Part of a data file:

Start

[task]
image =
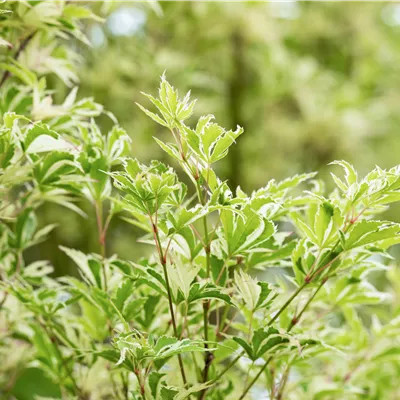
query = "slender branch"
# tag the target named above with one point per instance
(102, 230)
(254, 380)
(288, 302)
(296, 318)
(163, 262)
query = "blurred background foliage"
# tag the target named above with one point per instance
(310, 82)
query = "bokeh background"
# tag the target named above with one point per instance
(310, 82)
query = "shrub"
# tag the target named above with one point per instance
(192, 320)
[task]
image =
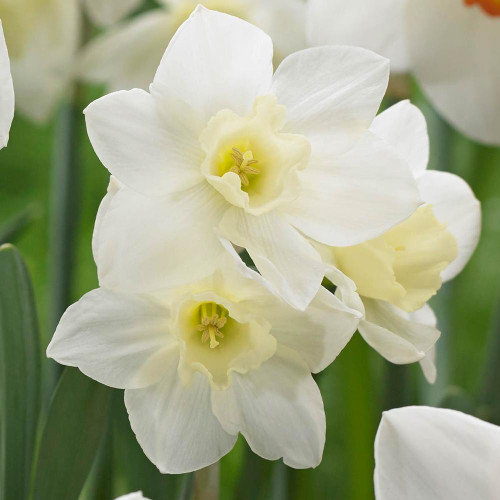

End

Put every line of the entries above into a numbered list, omitting blank lines. Leave the pictures out.

1. [task]
2. image =
3. query = "slender branch"
4. # tag the target named above with one point per instance
5. (102, 230)
6. (254, 380)
7. (288, 302)
8. (296, 318)
9. (163, 262)
10. query = "blurred background foliage"
11. # tag the target named above with one point per instance
12. (310, 82)
13. query = "bokeh background"
14. # tag the target named above with one point per instance
15. (310, 82)
16. query = "shrub"
17. # tag the target named above with one point per instance
18. (192, 320)
19. [task]
20. image =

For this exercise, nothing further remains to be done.